**Information**
▼▼▼
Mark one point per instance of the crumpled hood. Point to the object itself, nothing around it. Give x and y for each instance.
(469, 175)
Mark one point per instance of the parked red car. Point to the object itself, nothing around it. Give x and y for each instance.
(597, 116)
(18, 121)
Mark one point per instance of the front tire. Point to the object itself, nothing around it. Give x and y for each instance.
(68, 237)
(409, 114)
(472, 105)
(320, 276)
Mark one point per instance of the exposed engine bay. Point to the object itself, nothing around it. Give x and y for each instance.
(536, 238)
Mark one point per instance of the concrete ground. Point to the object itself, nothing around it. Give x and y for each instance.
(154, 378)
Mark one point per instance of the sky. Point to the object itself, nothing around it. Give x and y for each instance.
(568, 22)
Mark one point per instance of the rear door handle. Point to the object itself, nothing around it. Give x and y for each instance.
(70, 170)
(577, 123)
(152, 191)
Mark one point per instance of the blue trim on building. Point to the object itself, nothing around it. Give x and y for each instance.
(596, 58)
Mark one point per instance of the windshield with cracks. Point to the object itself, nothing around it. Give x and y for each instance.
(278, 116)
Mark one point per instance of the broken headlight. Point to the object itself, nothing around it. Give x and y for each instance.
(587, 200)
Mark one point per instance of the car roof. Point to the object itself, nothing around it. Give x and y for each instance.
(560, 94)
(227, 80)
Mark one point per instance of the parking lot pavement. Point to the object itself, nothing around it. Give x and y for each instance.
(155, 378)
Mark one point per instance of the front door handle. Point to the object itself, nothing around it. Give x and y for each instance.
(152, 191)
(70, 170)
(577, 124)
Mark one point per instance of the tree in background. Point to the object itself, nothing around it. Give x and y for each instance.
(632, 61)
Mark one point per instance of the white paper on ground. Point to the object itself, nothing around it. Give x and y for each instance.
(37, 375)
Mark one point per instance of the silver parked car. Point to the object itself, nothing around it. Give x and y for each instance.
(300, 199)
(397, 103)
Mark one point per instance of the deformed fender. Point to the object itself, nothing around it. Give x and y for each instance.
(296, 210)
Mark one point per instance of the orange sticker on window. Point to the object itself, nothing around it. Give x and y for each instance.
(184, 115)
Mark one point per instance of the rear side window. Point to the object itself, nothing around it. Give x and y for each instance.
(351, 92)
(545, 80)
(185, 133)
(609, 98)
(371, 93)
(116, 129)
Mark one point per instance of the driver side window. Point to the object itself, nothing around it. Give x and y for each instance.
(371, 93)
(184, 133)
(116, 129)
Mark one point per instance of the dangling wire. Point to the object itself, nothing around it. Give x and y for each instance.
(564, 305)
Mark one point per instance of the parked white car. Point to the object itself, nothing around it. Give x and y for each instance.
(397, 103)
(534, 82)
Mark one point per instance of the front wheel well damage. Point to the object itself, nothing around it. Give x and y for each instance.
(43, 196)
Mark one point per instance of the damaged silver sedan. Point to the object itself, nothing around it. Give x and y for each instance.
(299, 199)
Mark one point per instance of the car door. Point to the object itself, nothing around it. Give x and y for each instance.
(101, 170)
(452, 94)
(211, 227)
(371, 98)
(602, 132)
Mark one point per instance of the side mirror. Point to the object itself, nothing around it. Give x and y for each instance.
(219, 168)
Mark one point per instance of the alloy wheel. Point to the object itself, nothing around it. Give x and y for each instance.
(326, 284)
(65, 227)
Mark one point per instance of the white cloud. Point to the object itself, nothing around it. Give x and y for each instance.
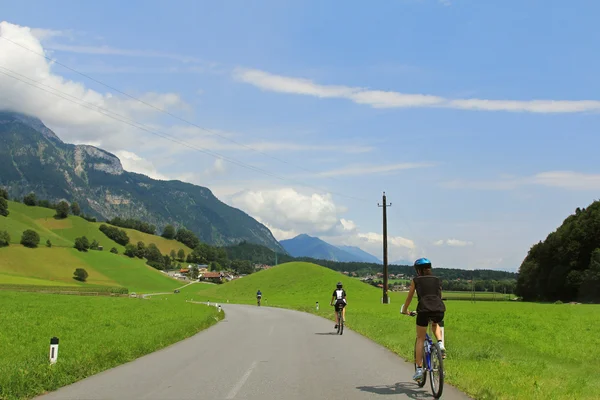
(72, 122)
(288, 213)
(389, 99)
(45, 34)
(288, 210)
(568, 180)
(134, 163)
(357, 170)
(453, 243)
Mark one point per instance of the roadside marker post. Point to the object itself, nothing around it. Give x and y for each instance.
(53, 350)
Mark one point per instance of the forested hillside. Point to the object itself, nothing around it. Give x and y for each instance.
(565, 266)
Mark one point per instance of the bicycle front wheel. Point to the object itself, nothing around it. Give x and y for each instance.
(437, 371)
(422, 382)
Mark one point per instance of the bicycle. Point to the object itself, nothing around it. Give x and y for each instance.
(340, 330)
(431, 355)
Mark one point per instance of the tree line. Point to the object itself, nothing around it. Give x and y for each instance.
(566, 265)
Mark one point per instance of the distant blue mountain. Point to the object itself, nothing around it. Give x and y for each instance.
(360, 254)
(309, 246)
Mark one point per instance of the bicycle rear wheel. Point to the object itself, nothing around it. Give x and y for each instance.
(424, 380)
(437, 371)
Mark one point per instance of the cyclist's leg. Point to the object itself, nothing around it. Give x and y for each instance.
(422, 323)
(437, 322)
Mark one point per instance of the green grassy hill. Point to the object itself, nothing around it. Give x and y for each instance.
(62, 233)
(55, 266)
(296, 284)
(496, 350)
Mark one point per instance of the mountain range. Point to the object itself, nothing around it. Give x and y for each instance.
(34, 159)
(308, 246)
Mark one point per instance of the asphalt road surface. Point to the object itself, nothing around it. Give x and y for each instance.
(261, 353)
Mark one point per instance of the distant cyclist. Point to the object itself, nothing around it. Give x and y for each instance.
(430, 308)
(339, 296)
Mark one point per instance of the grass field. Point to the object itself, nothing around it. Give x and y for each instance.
(496, 350)
(55, 266)
(164, 245)
(62, 233)
(95, 334)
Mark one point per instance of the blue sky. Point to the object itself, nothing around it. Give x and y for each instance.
(479, 119)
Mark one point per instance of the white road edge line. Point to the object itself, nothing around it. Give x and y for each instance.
(241, 382)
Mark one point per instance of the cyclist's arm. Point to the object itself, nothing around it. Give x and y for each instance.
(411, 292)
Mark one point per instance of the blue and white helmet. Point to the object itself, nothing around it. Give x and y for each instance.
(422, 263)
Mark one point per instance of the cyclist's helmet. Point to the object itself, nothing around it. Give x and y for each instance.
(421, 264)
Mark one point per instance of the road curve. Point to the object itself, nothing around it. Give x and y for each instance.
(260, 353)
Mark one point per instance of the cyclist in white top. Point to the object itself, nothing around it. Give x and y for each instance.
(339, 296)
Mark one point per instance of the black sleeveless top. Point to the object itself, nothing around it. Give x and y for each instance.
(429, 292)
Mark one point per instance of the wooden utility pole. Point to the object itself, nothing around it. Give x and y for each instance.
(385, 273)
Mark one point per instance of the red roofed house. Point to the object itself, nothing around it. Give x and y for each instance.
(212, 276)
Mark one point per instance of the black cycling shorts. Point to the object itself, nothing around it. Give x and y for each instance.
(423, 318)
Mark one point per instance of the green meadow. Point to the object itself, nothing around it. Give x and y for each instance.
(54, 266)
(96, 333)
(496, 350)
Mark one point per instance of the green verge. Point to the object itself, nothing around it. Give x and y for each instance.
(496, 350)
(96, 333)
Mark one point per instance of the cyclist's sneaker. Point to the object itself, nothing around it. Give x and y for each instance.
(443, 349)
(418, 375)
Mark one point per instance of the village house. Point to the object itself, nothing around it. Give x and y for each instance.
(216, 277)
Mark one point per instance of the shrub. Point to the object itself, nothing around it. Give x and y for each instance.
(4, 207)
(30, 238)
(75, 209)
(116, 234)
(62, 210)
(169, 232)
(82, 243)
(4, 239)
(130, 250)
(30, 199)
(80, 274)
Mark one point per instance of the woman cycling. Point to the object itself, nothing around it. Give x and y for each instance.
(430, 308)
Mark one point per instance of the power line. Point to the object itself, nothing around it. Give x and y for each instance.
(140, 126)
(160, 109)
(192, 124)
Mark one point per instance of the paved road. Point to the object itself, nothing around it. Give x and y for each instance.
(261, 353)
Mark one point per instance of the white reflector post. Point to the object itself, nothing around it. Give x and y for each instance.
(53, 350)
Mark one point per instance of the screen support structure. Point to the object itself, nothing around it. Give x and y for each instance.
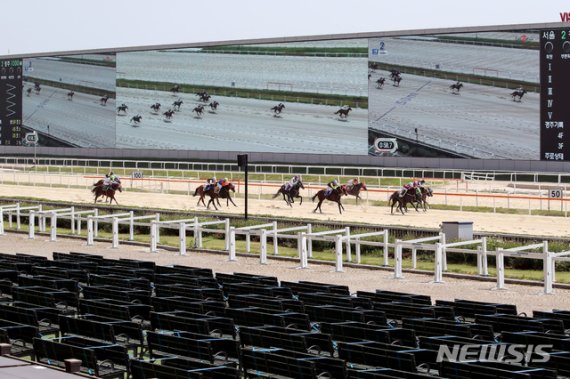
(242, 162)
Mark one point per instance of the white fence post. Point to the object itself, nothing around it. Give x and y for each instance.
(72, 220)
(32, 227)
(95, 223)
(338, 250)
(227, 234)
(547, 268)
(132, 226)
(303, 250)
(443, 241)
(500, 269)
(438, 270)
(90, 231)
(115, 233)
(309, 241)
(348, 247)
(53, 227)
(398, 260)
(386, 262)
(232, 249)
(247, 241)
(18, 224)
(196, 228)
(263, 248)
(484, 257)
(182, 235)
(157, 228)
(275, 243)
(153, 236)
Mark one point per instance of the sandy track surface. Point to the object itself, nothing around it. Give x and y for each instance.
(527, 298)
(483, 222)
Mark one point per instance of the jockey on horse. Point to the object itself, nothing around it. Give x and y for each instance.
(332, 186)
(416, 185)
(292, 183)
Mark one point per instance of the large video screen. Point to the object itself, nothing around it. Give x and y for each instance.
(470, 95)
(474, 95)
(294, 98)
(69, 101)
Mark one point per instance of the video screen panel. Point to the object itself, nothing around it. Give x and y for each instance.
(309, 97)
(472, 95)
(69, 101)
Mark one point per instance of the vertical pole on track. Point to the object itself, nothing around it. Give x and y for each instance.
(398, 260)
(304, 258)
(348, 247)
(32, 227)
(232, 249)
(53, 227)
(500, 269)
(386, 262)
(90, 231)
(115, 233)
(72, 220)
(443, 241)
(1, 221)
(275, 242)
(227, 234)
(182, 236)
(484, 252)
(153, 236)
(338, 251)
(263, 243)
(131, 226)
(438, 270)
(309, 240)
(96, 224)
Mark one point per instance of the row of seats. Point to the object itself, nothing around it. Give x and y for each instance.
(129, 317)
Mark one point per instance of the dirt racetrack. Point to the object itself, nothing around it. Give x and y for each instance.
(546, 226)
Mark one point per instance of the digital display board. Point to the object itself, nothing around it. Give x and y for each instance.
(11, 102)
(456, 95)
(555, 92)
▲▲▲
**What you have to do**
Could you output the lines above, exactly as written, from the one containing "Mark one point per instance of the digital" through the last, with both ends included and no others?

**Result**
Mark one point per instance of the digital display board. Point to the object itself, nothing around it. Give x and y for each instance.
(11, 102)
(456, 95)
(555, 92)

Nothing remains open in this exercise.